--- SOURCE ---

Posted: Sat Dec 30, 2023 12:28 pm
by Oso
highend wrote: Sat Dec 30, 2023 11:58 am
Code: Select all
Result (function 1): 6481 [92.197 ms]
Result (function 2): 6481 [106.495 ms]
Result (function 3): 6481 [133.019 ms]
Result (function 4): 6481 [42.623 ms]
Result (function 5): 6481 [45.636 ms]
Very useful to see these comparisons. I'm surprised at the disparity in time between (3) and (4/5) because there isn't much difference in the loop logic. It probably demonstrates that checking for a non-zero \c unicode character (3) is notably slower than comparing the two pointers (4/5). I think it ought to be quicker though, and perhaps worth another test.
I suppose that in (2) the Len() check inside the For/Next loop perhaps doesn't matter in this case, from a performance point of view, because it's only the start counter, rather than the target, which therefore doesn't need to be checked on every loop iteration.
Have you tried compiling in C with optimisation? I've recently been performance testing with optimisation and it just blows everything away.
Anyway, interesting to see this and it really shows that whatever is best for the requirement, is usually the right choice. I would use (2) for an end-user application, similar to Marc56us's, because ease of maintenance by others is necessary and speed is not so important. Personally, I would be very unlikely to use Regex.
Re: Get only trailing numbers from a string?
Posted: Sat Dec 30, 2023 12:38 pm
by highend
I've used v6.04 LTS for the tests. Normal backend, x64
Compiling it with the C-Backend [with [x] Optimize generated code] makes most functions (slightly) slower

But the second function suffers the most...
The only one that gains a little bit of speed is the regex one
Code: Select all
Result (function 1): 6481 [85.745 ms]
Result (function 2): 6481 [132.206 ms]
Result (function 3): 6481 [139.788 ms]
Result (function 4): 6481 [46.160 ms]
Result (function 5): 6481 [51.860 ms]
Re: Get only trailing numbers from a string?
Posted: Sat Dec 30, 2023 2:59 pm
by Marc56us
We don't have the same test data, nor the same machine. So I suggest you try this variant (which can be improved).
(Yes, 0 and 9 are OK now.)
Code: Select all
Procedure$ Get_Last_Number(Txt$)
Txt$ = ReverseString(Txt$)
For i = 1 To Len(Txt$)
nb = Asc(Mid(Txt$, i, 1))
If nb >= 48 And nb <= 57
nb$ + Chr(nb)
Else
ProcedureReturn ReverseString(Txt$) + " => " + ReverseString(nb$)
EndIf
Next i
EndProcedure
Debug Get_Last_Number("12Caption64")
Debug Get_Last_Number("12Caption064")
Debug Get_Last_Number("12Caption0123456789")

---

## SHORT PROBLEM A
Count the lines in the rows below that contain the string "tower", and give only the number.
The forum thread has no connection to the rows that come after it.

--- INPUT DATA ---

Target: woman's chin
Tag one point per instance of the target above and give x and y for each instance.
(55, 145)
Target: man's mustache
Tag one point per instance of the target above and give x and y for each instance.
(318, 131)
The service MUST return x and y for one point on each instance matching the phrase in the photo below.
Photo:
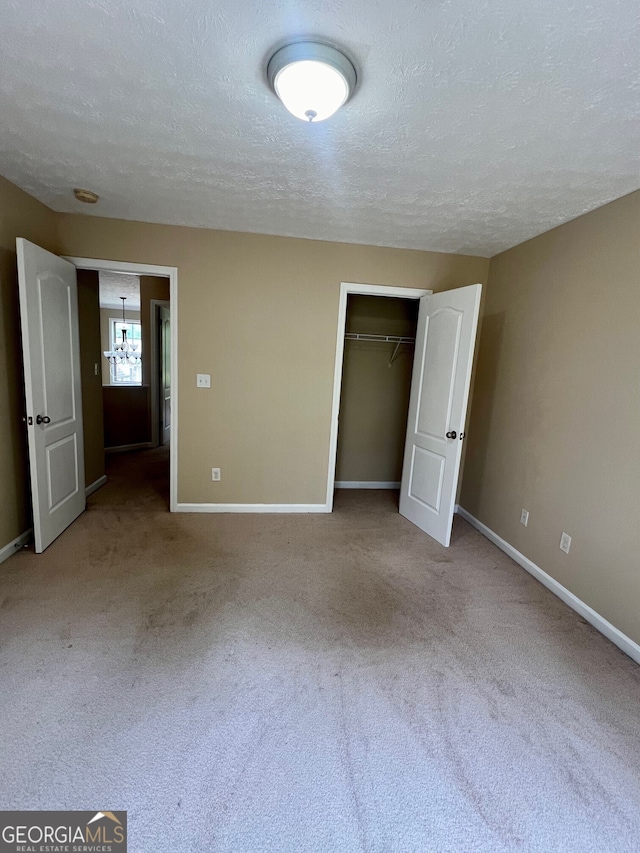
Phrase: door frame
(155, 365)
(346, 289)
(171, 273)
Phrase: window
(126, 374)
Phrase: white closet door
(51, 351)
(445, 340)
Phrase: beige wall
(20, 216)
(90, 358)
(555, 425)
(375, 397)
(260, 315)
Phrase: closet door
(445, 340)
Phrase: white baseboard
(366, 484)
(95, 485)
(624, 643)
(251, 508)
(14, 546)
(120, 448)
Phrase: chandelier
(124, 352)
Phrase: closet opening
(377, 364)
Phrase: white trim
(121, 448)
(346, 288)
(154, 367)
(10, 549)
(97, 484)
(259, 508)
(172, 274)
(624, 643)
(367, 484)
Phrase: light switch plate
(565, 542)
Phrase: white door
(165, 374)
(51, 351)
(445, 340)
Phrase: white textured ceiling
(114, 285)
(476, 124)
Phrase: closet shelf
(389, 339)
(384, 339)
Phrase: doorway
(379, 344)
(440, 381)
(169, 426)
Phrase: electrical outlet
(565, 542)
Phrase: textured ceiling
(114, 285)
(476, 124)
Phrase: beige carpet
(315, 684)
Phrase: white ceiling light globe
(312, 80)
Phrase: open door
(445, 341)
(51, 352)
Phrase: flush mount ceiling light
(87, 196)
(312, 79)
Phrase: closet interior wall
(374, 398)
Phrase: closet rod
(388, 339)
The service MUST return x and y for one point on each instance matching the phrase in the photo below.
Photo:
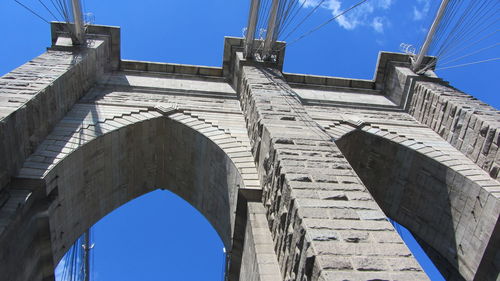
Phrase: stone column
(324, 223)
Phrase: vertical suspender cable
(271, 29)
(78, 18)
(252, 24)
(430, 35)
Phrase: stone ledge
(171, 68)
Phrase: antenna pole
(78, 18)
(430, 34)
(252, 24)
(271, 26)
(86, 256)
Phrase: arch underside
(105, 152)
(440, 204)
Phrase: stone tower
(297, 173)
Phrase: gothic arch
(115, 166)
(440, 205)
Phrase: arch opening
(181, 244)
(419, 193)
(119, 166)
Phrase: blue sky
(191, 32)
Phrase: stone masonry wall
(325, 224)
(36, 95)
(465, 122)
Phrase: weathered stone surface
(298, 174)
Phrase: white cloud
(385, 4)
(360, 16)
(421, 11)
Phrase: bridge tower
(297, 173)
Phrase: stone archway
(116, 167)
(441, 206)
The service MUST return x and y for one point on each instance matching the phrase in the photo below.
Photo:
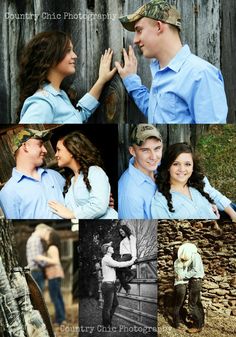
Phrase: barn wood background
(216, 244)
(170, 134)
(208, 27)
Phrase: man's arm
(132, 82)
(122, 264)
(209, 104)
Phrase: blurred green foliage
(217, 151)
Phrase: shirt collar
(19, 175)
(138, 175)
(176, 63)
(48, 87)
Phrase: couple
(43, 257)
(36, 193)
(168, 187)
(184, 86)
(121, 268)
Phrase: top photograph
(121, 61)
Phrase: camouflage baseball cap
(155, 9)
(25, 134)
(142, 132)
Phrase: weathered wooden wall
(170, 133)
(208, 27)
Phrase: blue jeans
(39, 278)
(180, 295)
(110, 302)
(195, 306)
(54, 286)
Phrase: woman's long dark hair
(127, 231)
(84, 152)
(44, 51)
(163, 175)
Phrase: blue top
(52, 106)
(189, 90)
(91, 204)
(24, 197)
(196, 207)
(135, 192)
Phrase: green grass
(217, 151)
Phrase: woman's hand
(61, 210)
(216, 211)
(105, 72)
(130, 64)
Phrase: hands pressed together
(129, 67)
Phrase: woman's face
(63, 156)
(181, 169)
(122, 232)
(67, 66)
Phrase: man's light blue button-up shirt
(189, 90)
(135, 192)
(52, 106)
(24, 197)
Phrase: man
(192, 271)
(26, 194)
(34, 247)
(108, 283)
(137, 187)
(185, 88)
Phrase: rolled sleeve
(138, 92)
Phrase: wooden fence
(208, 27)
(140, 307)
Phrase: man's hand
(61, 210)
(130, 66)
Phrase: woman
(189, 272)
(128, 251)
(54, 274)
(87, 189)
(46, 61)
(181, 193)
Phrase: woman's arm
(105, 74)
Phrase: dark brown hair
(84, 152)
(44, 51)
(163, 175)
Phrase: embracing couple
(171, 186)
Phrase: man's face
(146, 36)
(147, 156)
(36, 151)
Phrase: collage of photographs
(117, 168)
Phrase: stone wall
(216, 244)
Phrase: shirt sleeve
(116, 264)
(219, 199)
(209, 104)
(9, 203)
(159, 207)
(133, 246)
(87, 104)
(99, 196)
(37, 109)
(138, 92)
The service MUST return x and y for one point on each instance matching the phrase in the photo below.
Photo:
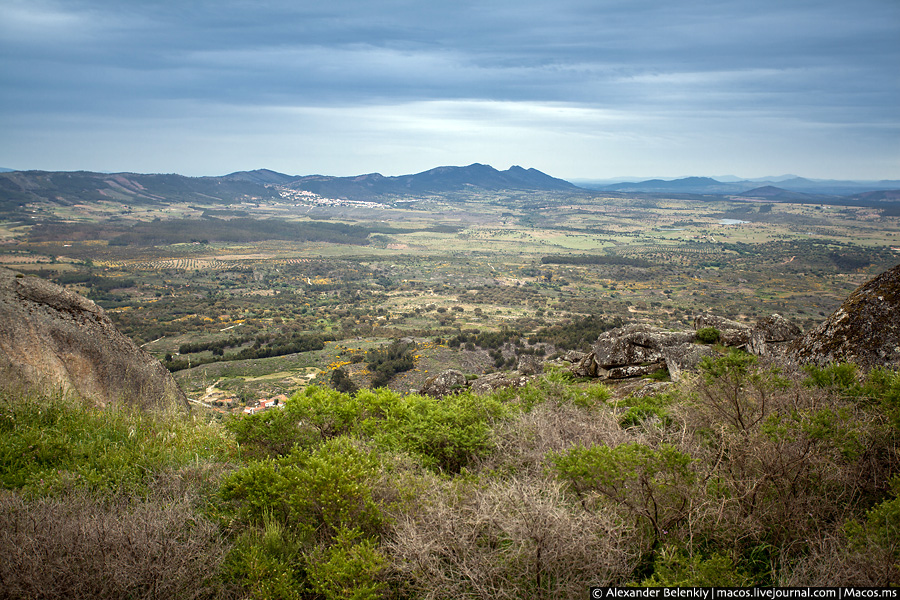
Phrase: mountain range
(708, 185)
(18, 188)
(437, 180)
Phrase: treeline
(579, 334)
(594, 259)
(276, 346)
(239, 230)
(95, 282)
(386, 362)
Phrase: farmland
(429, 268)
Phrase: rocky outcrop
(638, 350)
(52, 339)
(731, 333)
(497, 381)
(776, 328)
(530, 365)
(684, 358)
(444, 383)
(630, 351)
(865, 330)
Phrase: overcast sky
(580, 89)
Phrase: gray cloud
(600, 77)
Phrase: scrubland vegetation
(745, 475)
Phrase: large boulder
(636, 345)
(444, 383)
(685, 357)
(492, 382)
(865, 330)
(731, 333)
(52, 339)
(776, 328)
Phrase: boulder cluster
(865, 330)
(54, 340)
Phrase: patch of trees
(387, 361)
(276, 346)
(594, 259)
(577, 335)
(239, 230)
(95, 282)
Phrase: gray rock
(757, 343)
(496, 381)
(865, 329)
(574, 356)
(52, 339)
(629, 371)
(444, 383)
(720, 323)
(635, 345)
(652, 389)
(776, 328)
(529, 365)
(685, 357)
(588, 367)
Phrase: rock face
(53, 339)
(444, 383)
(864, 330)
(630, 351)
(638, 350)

---

## SHORT PROBLEM B
Duplicate the stretch of the forum thread above from "But the second" through "are OK now.)".

## EXPECTED OUTPUT A
2

## EXPECTED OUTPUT B
But the second function suffers the most...
The only one that gains a little bit of speed is the regex one
Code: Select all
Result (function 1): 6481 [85.745 ms]
Result (function 2): 6481 [132.206 ms]
Result (function 3): 6481 [139.788 ms]
Result (function 4): 6481 [46.160 ms]
Result (function 5): 6481 [51.860 ms]
Re: Get only trailing numbers from a string?
Posted: Sat Dec 30, 2023 2:59 pm
by Marc56us
We don't have the same test data, nor the same machine. So I suggest you try this variant (which can be improved).
(Yes, 0 and 9 are OK now.)